[Saved data entries]
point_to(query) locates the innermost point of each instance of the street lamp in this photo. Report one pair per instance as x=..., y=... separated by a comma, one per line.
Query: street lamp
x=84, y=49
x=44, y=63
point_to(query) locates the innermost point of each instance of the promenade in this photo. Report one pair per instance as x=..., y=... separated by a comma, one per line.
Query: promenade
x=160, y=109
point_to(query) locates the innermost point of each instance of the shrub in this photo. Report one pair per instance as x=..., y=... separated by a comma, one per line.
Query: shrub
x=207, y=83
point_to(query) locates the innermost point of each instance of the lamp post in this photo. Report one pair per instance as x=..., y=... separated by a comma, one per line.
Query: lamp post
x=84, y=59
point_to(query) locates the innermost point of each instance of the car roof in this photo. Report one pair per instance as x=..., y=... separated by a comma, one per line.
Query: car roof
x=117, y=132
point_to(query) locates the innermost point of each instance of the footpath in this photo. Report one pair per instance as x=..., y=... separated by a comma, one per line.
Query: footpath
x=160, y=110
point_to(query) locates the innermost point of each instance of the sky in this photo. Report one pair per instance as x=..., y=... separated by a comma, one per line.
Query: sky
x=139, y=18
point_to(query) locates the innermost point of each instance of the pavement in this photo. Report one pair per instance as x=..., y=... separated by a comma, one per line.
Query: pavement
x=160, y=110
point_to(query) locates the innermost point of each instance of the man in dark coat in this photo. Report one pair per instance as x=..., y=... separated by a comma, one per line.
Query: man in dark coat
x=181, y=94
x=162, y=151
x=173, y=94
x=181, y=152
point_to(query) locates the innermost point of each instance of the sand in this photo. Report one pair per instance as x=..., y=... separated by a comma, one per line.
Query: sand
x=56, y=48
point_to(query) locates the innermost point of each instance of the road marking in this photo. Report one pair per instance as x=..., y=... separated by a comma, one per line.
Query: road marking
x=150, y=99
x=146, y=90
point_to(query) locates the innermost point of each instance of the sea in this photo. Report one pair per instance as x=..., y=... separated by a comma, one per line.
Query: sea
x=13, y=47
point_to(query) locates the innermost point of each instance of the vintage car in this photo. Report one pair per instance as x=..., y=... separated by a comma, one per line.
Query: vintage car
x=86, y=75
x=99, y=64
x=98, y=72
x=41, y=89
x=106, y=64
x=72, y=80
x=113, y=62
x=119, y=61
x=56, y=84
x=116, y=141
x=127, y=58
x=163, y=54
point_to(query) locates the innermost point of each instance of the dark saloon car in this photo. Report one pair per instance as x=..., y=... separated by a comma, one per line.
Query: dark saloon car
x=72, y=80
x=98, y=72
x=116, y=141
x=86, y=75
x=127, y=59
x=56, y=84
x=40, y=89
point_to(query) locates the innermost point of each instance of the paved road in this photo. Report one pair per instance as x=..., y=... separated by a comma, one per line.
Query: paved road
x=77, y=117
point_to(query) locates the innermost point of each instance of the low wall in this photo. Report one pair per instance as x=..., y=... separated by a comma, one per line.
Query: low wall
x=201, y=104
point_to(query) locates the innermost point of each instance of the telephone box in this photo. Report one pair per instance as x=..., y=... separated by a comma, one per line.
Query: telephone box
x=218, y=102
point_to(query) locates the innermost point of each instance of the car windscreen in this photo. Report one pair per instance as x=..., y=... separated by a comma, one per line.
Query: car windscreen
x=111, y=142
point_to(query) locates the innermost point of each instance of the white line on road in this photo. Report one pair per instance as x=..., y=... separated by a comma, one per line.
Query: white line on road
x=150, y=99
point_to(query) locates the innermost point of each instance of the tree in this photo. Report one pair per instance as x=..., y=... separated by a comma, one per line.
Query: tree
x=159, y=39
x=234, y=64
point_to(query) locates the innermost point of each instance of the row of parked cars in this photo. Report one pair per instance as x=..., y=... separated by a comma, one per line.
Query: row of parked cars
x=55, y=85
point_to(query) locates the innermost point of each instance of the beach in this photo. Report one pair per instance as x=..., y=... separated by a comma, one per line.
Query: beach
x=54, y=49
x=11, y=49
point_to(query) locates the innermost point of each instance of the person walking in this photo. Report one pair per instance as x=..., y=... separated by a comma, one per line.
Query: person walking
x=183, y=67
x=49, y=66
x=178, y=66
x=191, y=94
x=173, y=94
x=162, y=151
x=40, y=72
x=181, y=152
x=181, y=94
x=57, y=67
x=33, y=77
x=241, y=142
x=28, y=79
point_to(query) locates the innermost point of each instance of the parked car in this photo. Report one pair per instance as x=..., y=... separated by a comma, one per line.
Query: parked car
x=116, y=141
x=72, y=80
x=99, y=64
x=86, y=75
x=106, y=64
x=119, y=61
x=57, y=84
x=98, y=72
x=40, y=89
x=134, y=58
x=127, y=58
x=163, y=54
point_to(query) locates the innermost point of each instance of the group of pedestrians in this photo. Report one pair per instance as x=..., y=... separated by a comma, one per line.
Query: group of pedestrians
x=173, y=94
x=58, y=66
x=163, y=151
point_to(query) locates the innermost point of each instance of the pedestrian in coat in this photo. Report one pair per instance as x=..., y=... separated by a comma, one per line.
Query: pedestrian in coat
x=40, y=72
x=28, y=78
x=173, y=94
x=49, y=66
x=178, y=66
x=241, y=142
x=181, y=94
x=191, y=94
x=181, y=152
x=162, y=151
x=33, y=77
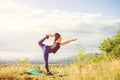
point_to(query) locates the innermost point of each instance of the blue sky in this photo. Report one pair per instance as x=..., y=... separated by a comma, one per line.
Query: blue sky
x=24, y=22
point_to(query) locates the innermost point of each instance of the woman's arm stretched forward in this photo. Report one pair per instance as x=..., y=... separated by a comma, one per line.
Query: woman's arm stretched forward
x=66, y=42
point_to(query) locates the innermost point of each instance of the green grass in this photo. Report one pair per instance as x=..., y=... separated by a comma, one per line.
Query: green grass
x=103, y=70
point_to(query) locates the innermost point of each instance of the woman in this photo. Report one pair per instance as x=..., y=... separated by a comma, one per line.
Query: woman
x=53, y=48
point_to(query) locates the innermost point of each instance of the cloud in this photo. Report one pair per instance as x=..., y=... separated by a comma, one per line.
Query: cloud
x=22, y=27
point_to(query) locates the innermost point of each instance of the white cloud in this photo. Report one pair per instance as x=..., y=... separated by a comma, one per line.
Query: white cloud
x=21, y=27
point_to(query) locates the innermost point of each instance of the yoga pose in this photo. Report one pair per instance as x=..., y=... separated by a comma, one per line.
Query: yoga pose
x=53, y=48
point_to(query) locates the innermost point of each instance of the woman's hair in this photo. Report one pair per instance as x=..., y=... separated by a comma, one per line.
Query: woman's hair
x=57, y=35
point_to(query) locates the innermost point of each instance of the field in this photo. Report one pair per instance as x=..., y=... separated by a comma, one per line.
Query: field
x=103, y=70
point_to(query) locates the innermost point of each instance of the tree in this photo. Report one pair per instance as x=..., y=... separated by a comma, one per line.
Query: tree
x=111, y=46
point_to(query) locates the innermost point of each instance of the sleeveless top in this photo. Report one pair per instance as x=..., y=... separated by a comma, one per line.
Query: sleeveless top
x=55, y=47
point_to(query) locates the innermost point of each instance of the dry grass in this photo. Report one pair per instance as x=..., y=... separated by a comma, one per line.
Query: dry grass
x=103, y=70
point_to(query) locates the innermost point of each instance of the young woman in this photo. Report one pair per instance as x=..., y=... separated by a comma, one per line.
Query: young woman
x=53, y=48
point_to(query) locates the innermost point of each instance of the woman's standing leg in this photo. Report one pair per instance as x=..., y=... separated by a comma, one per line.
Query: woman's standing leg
x=46, y=56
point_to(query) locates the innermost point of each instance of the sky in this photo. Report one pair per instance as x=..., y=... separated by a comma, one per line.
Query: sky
x=24, y=22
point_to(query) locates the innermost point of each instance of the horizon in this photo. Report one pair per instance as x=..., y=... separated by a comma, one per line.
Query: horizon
x=24, y=22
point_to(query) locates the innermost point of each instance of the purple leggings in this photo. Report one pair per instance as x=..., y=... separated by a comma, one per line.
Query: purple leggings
x=46, y=51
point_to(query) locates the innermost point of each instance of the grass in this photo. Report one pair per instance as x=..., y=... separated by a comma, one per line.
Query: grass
x=103, y=70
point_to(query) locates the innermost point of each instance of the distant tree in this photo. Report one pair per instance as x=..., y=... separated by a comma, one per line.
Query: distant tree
x=111, y=46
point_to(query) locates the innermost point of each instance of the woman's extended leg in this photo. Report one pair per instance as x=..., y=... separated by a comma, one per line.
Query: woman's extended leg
x=46, y=56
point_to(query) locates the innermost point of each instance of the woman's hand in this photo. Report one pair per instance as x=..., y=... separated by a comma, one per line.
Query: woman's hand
x=50, y=35
x=73, y=39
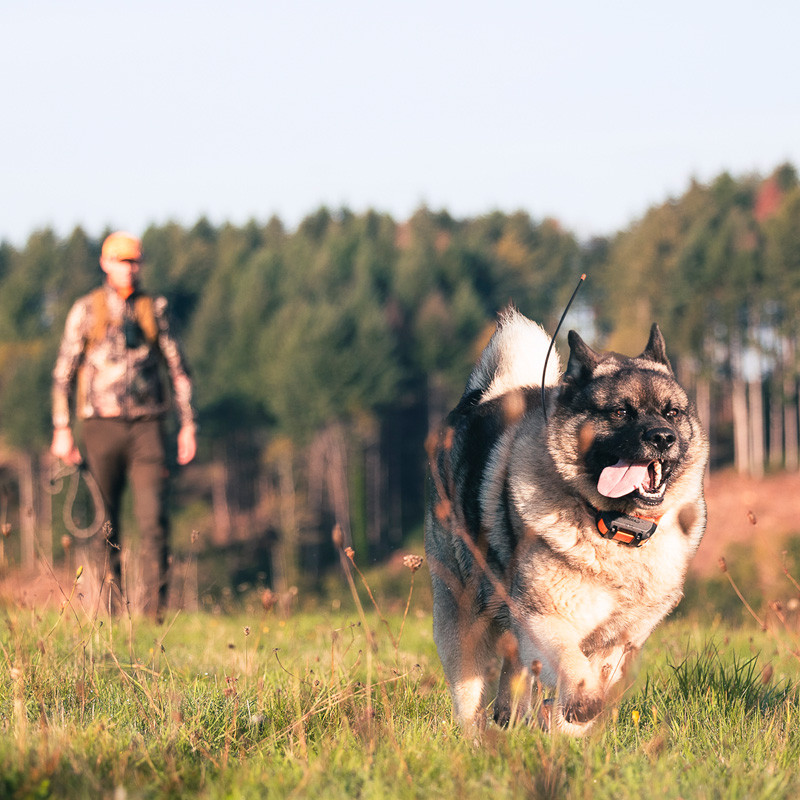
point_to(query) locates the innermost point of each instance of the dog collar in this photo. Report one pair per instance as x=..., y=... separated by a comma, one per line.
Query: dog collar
x=625, y=528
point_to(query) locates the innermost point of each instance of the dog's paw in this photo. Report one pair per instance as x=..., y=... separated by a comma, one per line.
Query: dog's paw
x=582, y=710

**What is being asked**. Return, word for word, every line from the top of the entries down to the line that holds "of the promenade", both included.

**Your response**.
point_to(query) locates the innermost point of each instance of the street lamp in this photo. Report one pair per instance as x=..., y=... separated by a comma, one per line.
Query: street lamp
x=84, y=49
x=44, y=63
point_to(query) locates the innermost point of each instance of the promenade in this photo. Report one pair per instance as x=..., y=... separated by a comma, one per line.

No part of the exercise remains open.